— start Document —

Here's my 2006 travel books read list; My Library contains a lot of my planned reading. I'm curious if others' reading overlaps much?

Aithie, Patricia: The Burning Ashes of Time (Yemen)
Barich, Bill: Traveling Light (California/London/Italy)
Bennett, Joe: A Land of Two Halves (New Zealand)
Bird, Isabella: The Yangtze Valley and Beyond (China)
Booth, Alan: The Roads to Sata (Japan)
Brown, Rachel Manija: All The Fishes Come Home To Roost (India)
DeWoskin, Rachel: Foreign Babes in Beijing (China)
Halliday, Ayun: A Sarong in My Backpack* (various)
*note: recently re-rereleased as "No Touch Monkey"
Javins, Marie: Stalking the Wild Dik-Dik (Africa)
Kendall, Gillian: Mr. Ding's Chicken Feet (China/trans-Pacific)
Kropf, John: Unknown Sands (Turkumenistan)
Laube, Lydia: Temples & Tuk-Tuks (Cambodia)
Milton, Giles: The Riddle and the Knight (near east)
Morris, Jan: Fifty Years of Europe (Europe)
Morris, Jan: Journeys (various)
Morris, Jan: O Canada (Canada)
Osborne, Lawrence: The Naked Tourist (various)
Paine, Sheila: The Afghan Amulet (various)
Raban, Jonathan: Coasting (U.K.)
Raban, Jonathan: Old Glory (USA)
Stark, Freya: Letters From Syria (middle east)
Stark, Freya: The Southern Gates of Arabia (Arabia)
Stark, Freya: The Zodiac Arch (middle east)
Stone, Nathaniel: On The Water (USA)

— end Document —
— start Supplied material —

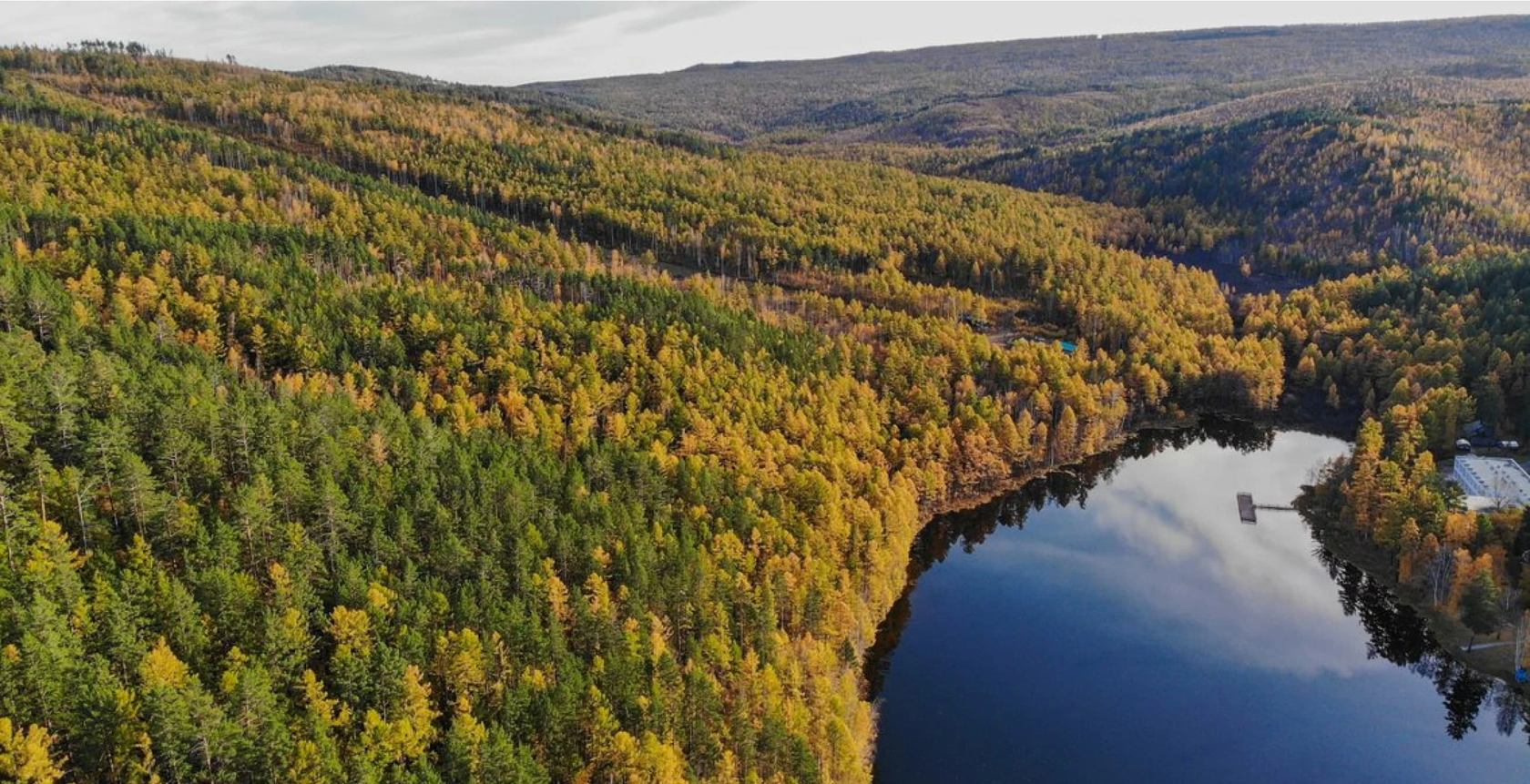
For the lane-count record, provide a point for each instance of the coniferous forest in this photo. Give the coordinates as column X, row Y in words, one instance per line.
column 382, row 433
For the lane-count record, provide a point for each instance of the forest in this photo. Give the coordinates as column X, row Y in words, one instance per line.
column 321, row 460
column 362, row 428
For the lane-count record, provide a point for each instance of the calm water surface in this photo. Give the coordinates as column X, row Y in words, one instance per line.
column 1122, row 625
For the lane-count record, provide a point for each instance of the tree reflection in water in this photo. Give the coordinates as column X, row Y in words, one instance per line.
column 1396, row 633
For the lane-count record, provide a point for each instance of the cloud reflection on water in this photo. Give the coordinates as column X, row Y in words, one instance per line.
column 1163, row 539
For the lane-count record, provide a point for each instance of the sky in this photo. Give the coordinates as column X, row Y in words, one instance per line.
column 516, row 43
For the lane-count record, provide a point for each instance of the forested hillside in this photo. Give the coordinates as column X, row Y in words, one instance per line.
column 1310, row 192
column 353, row 433
column 1024, row 92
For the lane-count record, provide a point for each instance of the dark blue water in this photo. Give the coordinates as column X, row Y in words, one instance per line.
column 1145, row 635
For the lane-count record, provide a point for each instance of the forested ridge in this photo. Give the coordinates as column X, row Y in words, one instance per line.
column 353, row 433
column 1016, row 94
column 1316, row 193
column 1419, row 354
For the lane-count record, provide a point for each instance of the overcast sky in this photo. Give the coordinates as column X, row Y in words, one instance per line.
column 515, row 43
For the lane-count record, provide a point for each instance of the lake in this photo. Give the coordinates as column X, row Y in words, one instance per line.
column 1117, row 622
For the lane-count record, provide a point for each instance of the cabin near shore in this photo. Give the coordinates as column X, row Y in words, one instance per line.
column 1492, row 483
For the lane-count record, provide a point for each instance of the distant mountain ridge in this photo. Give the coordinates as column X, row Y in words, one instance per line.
column 1033, row 91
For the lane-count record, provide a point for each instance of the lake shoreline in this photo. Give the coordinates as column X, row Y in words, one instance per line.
column 1449, row 633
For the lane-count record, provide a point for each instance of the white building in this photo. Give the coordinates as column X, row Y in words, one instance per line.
column 1495, row 481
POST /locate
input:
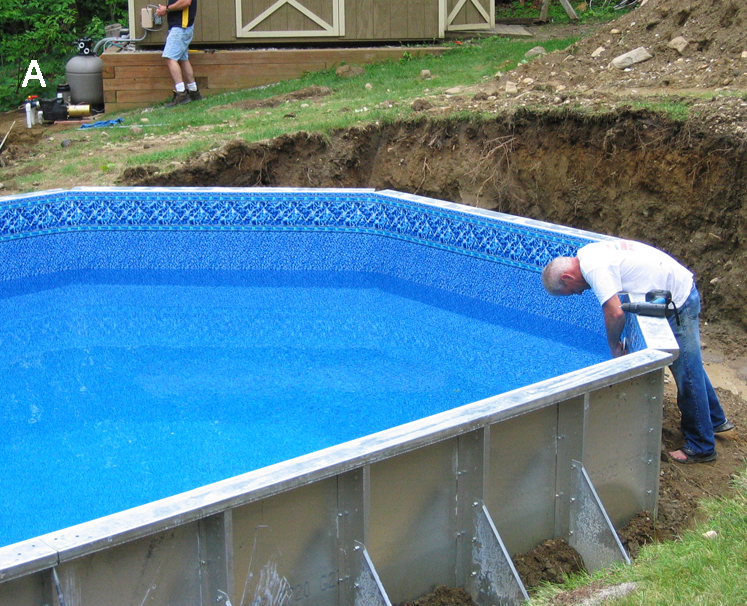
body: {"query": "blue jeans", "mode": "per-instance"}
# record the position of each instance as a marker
(696, 398)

— end Supplied material —

In the 2006 travel reading list, copy out the part that opens with the words containing "Aithie, Patricia: The" and closes with "Halves (New Zealand)", renaming "Italy" to "Rome".

▶ _Output of the exercise_
Aithie, Patricia: The Burning Ashes of Time (Yemen)
Barich, Bill: Traveling Light (California/London/Rome)
Bennett, Joe: A Land of Two Halves (New Zealand)